(Entries taken from a collection)
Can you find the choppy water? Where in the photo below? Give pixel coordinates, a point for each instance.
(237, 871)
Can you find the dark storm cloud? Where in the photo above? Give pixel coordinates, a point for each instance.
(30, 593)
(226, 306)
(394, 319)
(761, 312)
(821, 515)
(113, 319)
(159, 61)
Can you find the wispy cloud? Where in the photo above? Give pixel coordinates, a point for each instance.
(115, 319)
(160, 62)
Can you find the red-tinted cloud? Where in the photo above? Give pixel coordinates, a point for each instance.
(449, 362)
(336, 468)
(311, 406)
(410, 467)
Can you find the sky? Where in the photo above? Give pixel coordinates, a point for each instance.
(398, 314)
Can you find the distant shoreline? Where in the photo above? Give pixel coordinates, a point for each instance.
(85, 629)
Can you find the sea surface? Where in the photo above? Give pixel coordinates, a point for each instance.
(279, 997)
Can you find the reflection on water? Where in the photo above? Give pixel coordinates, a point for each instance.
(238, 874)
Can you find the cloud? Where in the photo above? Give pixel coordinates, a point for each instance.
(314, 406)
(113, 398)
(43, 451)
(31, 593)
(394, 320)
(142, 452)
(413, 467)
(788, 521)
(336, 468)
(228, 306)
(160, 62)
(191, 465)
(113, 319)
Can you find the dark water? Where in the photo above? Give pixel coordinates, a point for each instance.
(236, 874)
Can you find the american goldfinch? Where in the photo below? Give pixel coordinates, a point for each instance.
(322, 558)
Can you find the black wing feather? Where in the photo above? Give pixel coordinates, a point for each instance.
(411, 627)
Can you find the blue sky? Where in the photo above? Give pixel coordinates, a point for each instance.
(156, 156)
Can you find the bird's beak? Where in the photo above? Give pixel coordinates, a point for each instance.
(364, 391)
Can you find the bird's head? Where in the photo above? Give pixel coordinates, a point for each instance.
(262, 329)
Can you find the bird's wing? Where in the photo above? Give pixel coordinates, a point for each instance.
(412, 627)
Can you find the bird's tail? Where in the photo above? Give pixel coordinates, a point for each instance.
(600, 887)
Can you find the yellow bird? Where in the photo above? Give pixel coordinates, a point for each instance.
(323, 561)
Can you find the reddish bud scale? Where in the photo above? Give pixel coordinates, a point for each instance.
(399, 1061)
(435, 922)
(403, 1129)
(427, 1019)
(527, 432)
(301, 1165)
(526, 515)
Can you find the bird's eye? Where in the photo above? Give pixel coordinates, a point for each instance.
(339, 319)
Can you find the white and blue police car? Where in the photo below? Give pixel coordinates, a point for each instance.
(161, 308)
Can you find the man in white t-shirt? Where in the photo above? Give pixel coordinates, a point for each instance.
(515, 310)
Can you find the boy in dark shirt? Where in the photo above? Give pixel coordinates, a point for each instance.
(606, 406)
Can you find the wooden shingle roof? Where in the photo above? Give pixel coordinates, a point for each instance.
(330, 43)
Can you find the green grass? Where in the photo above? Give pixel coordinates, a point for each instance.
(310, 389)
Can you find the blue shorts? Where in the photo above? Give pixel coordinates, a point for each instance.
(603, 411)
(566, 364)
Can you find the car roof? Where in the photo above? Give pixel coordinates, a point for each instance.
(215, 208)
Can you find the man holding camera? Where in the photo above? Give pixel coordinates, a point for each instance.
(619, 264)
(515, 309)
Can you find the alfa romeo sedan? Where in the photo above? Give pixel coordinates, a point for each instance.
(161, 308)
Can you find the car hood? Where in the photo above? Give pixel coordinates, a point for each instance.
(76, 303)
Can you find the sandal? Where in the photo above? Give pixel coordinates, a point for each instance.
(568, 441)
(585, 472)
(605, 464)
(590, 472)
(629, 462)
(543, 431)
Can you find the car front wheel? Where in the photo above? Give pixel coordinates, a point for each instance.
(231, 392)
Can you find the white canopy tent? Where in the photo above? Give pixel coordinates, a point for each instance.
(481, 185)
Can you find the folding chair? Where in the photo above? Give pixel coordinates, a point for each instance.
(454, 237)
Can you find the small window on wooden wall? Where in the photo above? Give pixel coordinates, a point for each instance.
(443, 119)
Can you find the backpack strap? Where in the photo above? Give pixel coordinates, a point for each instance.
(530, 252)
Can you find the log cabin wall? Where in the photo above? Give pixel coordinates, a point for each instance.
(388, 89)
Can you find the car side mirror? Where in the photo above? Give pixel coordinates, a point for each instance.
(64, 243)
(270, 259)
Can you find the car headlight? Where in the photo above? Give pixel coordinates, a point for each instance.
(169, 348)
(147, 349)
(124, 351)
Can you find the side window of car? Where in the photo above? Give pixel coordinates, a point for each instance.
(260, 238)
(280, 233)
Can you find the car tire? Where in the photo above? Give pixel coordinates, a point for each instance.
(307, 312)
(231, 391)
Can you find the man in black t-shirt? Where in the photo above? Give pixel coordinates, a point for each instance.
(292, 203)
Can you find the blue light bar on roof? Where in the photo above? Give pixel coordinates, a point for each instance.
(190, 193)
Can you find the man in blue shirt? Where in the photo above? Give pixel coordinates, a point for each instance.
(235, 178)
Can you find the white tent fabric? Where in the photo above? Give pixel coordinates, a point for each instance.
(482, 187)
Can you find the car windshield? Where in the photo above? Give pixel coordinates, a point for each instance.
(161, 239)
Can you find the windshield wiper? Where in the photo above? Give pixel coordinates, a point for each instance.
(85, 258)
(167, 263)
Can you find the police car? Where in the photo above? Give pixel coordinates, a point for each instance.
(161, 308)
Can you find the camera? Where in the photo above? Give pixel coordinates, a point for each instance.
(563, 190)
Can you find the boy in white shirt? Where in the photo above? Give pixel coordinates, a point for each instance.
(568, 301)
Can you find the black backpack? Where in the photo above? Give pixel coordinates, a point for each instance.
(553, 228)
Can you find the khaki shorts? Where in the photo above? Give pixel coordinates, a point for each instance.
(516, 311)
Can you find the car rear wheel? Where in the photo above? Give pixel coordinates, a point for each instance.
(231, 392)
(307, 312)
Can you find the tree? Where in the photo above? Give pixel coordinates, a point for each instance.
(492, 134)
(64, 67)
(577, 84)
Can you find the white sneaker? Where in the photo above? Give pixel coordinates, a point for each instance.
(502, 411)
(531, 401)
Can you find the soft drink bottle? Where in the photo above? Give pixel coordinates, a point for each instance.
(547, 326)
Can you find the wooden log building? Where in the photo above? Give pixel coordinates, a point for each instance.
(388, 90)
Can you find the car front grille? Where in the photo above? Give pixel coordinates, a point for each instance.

* **Work required**: Rewrite the items above as a numbered list, with no blank lines, starting at the line that contains "Can you find the side" and continuing through the last item.

* **Worked solution**:
1. Can you find the side window of car? Where in the photo above? Give pixel coordinates, a point for each instance.
2. (260, 238)
3. (280, 233)
4. Can you find the car tire? Where in the photo above? Give pixel coordinates, a point for each instance.
5. (307, 312)
6. (231, 391)
7. Can you find the man in black t-shirt? Where in the photo above? Give pixel coordinates, a point for each instance.
8. (292, 203)
9. Can you find the blue light bar on roof? Where in the photo above? Give pixel coordinates, a point for each instance.
10. (190, 193)
11. Can you find the man in blue shirt? Where in the photo above? Give pixel coordinates, a point for each instance.
12. (235, 178)
13. Can you find the white tent fabric? Where in the photo above? Give pixel coordinates, a point for each instance.
14. (482, 187)
15. Can you find the car windshield? Where in the photo above? Give pixel coordinates, a point for each instance.
16. (161, 239)
17. Can you find the windshield wiper? Where in the photo above? Give pixel coordinates, a point for each instance.
18. (85, 258)
19. (167, 263)
20. Can you find the police car? Where in the photo above? Give pixel coordinates, a point for each instance.
21. (161, 308)
22. Can you find the camera? Where in the photo above? Give pixel coordinates, a point for each instance.
23. (563, 190)
24. Can you find the boy in white shirt? Where in the photo above? Give pixel coordinates, a point for each instance.
25. (568, 301)
26. Can you find the black backpack? Where in the photo above? Give pixel coordinates, a point for each instance.
27. (553, 228)
28. Can you find the khaki shorts? Where in the photo above? Give pixel coordinates, a point for each instance.
29. (516, 311)
30. Can you find the car rear wheel? Where in the photo above? Give pixel coordinates, a point for each instance.
31. (231, 392)
32. (307, 312)
33. Can you find the tree? Where in the photo above? Give pixel coordinates, a point for each instance.
34. (492, 134)
35. (64, 67)
36. (577, 84)
37. Can you find the white sneaker? Where in the photo above? Give pixel coordinates, a point for each instance.
38. (502, 411)
39. (531, 401)
40. Can you find the soft drink bottle? Where in the photo above? Give pixel coordinates, a point for each instance.
41. (547, 326)
42. Can you find the wooden log building? Where in the photo above? Give pixel coordinates, a point for each instance.
43. (388, 90)
44. Can you find the car front grille? Where in the photo above? Give pixel coordinates, a point for each instance.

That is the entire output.